Given information
:::
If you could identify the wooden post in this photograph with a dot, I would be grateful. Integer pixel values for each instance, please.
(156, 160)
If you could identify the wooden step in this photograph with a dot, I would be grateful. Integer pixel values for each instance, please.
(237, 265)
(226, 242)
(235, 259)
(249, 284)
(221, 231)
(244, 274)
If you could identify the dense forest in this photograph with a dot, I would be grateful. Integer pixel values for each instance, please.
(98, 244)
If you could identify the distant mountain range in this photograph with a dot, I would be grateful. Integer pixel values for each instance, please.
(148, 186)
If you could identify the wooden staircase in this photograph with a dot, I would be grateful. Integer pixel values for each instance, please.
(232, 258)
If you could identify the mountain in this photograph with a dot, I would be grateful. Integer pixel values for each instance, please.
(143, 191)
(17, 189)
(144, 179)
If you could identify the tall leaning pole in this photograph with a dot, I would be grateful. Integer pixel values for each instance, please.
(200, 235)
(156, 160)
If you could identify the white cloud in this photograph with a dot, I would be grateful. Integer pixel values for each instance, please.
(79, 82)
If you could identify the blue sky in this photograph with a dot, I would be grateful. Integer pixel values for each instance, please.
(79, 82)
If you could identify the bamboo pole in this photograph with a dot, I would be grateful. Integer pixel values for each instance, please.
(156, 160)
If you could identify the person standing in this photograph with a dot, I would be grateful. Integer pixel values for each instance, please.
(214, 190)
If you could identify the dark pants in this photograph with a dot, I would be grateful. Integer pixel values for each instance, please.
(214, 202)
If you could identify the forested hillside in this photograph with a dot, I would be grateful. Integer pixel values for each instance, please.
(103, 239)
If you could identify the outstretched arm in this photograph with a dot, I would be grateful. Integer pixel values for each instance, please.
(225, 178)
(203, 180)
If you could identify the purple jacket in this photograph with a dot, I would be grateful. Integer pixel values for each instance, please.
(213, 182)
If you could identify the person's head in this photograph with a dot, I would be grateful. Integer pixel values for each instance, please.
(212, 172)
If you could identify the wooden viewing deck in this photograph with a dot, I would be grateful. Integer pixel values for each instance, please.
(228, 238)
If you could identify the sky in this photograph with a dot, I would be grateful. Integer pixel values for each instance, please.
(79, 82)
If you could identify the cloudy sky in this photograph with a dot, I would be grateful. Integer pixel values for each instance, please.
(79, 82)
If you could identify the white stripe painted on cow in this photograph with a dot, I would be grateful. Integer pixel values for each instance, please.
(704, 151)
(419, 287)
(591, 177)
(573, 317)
:::
Your objective
Only the lines from the one containing "If you could identify the forested" through the last line of the records above are to be reproduced, exactly and with both ends included.

Reply to the task
If you could identify the forested hillside in this photograph with a dot, I would be grateful. Integer pixel values for each instance, please.
(103, 239)
If you could identify the outstretched arm in this photograph with a dot, I would be grateful. Integer pixel values for each instance, please.
(225, 178)
(203, 180)
If you could identify the purple jacket in this photograph with a dot, I would be grateful. Integer pixel values for each instance, please.
(213, 182)
If you could identify the person's head in this photograph with a dot, I would be grateful. Integer pixel values for each instance, please.
(212, 172)
If you could identify the wooden viewing deck in this photograph with a dot, I would be grateful. Integer pixel values for each instance, please.
(228, 238)
If you could identify the sky in this photograph with a dot, I would be grateful. Integer pixel values for each instance, please.
(79, 82)
If you could identify the cloudy sky in this photograph with a dot, I would be grateful. Integer pixel values for each instance, please.
(79, 82)
If you could identify the white stripe painted on cow in this photograph with a dot, I would be grateful. Integer pixel values for each instance, please.
(704, 151)
(419, 287)
(591, 177)
(573, 317)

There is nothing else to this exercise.